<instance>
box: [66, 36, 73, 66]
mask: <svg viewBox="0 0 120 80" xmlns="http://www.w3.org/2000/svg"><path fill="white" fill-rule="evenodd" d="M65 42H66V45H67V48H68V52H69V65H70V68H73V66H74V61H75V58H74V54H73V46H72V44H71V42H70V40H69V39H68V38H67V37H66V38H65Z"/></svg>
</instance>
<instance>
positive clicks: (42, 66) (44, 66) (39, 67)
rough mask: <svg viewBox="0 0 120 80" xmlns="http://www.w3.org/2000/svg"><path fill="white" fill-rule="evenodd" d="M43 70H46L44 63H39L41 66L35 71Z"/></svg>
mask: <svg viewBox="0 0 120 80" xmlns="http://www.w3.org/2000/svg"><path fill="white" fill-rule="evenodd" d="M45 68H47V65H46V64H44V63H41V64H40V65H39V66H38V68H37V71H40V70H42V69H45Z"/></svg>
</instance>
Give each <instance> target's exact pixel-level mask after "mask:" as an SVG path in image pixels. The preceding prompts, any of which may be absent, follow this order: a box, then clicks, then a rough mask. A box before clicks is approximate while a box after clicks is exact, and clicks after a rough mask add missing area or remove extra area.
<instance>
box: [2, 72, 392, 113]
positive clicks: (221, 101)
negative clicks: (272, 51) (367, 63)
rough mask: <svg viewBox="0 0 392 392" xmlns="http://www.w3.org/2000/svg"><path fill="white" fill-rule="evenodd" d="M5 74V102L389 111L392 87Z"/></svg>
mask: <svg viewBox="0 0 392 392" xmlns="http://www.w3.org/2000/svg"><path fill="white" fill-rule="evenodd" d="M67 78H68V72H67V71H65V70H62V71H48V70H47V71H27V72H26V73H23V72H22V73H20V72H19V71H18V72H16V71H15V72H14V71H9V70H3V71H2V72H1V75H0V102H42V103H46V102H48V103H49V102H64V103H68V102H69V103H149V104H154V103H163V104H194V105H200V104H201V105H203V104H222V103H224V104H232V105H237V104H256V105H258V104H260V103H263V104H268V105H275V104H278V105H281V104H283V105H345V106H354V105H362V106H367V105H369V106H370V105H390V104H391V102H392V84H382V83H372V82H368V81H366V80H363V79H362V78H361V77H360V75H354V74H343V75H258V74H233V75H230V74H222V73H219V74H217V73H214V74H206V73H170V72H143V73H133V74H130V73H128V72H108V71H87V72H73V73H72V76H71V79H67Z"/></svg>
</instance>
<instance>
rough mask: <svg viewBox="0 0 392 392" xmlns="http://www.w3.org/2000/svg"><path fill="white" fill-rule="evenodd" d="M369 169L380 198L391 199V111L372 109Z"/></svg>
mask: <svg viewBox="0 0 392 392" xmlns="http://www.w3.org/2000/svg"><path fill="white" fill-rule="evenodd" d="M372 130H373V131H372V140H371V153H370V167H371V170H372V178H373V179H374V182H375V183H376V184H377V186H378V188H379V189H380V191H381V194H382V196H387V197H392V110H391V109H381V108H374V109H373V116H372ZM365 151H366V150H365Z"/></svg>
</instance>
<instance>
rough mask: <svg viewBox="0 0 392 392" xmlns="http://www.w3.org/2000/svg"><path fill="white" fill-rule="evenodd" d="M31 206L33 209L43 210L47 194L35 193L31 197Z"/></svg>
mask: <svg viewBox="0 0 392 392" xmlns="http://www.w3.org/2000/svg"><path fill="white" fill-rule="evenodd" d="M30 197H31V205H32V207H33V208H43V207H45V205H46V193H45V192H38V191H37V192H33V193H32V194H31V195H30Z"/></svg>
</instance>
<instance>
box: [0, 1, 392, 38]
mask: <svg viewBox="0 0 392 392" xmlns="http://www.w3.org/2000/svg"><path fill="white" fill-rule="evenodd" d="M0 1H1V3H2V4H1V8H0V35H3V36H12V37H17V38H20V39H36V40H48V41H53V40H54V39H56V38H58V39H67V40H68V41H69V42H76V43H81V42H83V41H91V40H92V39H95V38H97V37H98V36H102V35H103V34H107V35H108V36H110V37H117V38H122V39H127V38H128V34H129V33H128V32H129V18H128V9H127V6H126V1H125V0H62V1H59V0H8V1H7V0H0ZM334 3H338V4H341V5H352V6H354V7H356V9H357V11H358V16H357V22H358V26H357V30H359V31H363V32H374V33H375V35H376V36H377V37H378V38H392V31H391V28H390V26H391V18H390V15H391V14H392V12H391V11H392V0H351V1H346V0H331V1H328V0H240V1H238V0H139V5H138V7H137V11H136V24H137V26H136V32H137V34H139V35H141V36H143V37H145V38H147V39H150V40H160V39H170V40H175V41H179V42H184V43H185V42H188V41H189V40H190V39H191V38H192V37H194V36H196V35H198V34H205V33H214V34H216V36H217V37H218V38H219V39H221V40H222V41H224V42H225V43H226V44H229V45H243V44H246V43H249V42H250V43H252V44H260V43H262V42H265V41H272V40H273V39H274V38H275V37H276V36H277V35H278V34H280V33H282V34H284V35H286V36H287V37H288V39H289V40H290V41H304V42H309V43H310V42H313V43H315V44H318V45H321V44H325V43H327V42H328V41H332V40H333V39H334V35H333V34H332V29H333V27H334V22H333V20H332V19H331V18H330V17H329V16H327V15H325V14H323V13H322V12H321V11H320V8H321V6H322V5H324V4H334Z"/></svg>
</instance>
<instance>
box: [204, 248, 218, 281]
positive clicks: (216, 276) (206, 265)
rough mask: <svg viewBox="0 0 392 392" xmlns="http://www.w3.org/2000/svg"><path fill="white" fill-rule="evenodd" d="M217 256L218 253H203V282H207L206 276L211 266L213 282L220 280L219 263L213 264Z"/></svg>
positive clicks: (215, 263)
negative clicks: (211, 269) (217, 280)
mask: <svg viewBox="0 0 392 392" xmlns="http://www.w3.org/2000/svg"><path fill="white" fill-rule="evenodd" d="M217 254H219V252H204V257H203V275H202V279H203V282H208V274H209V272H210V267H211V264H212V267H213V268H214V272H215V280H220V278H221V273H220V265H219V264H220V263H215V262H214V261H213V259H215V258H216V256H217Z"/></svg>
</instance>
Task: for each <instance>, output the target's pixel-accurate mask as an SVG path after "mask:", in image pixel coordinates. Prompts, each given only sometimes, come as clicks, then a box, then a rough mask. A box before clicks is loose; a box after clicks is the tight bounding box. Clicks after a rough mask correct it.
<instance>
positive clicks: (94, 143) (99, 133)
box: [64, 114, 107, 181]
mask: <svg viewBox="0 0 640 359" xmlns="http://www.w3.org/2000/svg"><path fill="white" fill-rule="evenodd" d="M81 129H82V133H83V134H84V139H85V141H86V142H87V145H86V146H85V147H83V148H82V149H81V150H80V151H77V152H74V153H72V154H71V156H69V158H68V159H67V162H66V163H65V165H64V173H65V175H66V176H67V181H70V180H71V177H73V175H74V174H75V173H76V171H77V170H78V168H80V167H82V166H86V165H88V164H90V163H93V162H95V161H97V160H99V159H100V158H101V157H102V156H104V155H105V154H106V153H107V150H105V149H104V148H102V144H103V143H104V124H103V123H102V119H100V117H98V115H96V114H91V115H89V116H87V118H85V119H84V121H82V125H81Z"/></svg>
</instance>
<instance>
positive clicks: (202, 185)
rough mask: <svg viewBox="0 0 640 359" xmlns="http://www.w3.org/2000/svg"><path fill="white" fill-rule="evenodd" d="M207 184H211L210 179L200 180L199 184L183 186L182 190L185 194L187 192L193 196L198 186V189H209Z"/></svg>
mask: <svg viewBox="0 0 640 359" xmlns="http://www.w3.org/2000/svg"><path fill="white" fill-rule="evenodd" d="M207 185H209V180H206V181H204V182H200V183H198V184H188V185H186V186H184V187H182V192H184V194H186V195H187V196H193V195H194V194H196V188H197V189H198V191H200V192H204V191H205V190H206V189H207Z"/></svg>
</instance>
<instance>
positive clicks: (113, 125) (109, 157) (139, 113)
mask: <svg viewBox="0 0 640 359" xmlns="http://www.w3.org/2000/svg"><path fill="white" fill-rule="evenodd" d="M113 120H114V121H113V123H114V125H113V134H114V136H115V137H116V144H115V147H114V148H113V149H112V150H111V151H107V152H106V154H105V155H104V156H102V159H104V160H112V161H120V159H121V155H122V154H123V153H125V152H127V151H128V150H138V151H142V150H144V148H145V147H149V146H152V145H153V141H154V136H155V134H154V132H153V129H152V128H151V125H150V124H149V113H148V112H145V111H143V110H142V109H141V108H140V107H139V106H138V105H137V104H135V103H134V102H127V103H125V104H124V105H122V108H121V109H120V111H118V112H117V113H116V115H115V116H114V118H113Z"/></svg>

------------------------------------

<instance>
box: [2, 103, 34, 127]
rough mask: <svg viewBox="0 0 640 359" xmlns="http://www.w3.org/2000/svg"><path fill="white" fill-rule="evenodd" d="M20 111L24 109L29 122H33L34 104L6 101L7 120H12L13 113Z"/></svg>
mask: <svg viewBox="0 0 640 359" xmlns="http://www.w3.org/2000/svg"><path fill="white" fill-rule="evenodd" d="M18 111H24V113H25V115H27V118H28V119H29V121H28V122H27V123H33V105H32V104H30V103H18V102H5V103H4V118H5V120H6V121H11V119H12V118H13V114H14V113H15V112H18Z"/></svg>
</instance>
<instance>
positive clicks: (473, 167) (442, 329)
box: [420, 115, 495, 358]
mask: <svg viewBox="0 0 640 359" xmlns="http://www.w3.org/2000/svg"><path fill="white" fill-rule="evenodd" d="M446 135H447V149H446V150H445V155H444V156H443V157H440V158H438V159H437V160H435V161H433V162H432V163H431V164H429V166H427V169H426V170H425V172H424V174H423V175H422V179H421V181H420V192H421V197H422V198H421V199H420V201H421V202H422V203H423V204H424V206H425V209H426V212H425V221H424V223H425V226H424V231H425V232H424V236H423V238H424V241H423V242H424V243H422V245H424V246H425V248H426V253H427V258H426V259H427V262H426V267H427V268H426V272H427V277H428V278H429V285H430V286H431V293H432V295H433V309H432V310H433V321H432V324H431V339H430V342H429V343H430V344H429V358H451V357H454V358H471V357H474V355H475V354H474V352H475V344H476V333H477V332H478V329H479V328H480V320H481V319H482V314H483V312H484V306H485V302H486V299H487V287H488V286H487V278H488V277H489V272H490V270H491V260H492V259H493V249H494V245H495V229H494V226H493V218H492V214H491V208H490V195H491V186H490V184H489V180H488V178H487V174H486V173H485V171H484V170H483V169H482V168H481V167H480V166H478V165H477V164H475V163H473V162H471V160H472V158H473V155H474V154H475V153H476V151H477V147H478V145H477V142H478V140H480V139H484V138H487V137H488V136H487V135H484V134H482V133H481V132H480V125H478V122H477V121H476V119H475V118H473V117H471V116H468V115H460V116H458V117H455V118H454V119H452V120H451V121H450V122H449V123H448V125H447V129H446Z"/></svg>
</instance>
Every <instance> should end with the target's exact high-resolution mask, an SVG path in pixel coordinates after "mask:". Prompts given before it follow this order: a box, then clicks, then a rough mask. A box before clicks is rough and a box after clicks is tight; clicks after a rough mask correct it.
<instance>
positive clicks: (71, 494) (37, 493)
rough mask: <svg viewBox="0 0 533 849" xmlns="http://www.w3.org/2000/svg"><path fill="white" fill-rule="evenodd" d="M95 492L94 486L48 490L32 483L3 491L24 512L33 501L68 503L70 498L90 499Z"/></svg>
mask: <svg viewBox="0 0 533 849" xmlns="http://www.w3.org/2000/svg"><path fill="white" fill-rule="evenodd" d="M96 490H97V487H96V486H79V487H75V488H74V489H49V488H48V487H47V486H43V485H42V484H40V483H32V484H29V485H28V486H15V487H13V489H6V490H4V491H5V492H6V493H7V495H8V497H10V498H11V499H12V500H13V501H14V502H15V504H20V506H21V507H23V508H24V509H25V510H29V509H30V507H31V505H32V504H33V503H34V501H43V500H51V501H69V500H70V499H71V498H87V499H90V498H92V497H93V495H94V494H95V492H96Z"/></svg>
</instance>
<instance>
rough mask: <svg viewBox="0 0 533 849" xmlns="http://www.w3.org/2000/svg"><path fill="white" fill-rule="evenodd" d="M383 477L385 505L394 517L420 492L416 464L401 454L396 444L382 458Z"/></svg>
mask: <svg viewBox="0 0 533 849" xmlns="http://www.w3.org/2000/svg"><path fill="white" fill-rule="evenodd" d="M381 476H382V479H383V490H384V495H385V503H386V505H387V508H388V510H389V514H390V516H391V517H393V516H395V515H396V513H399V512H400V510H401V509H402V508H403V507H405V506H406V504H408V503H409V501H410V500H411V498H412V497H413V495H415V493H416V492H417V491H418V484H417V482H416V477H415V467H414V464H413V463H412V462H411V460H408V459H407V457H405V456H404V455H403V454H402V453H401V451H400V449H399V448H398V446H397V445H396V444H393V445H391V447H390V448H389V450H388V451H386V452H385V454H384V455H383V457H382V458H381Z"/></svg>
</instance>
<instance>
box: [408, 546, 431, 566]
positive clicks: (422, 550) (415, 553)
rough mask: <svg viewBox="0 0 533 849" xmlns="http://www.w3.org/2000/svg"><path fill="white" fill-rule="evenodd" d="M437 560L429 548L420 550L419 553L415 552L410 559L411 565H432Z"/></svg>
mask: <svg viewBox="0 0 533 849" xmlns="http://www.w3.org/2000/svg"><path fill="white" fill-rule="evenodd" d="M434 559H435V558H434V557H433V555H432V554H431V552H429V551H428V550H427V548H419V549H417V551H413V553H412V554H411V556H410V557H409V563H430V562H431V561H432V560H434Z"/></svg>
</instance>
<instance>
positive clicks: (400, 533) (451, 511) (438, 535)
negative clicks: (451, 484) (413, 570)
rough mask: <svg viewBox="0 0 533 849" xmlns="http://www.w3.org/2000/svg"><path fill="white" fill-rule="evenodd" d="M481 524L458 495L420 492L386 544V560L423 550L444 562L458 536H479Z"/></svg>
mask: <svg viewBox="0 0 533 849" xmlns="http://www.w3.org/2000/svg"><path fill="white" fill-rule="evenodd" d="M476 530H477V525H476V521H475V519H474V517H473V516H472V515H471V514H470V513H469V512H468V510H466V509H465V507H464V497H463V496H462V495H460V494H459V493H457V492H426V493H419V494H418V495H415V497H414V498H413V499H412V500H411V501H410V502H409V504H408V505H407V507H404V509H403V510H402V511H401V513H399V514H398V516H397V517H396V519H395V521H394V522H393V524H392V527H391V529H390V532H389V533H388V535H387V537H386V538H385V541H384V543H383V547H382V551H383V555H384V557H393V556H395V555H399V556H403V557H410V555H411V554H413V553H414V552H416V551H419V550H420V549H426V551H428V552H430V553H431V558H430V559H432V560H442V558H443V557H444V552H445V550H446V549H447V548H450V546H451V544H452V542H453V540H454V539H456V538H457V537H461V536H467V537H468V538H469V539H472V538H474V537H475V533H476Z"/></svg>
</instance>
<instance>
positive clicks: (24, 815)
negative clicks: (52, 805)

------------------------------------

Gather every line of the records that contains the word "negative", and copy each one. Case counts.

negative clicks: (272, 51) (367, 63)
negative clicks: (211, 269) (217, 280)
negative clicks: (451, 484) (413, 570)
negative clicks: (52, 805)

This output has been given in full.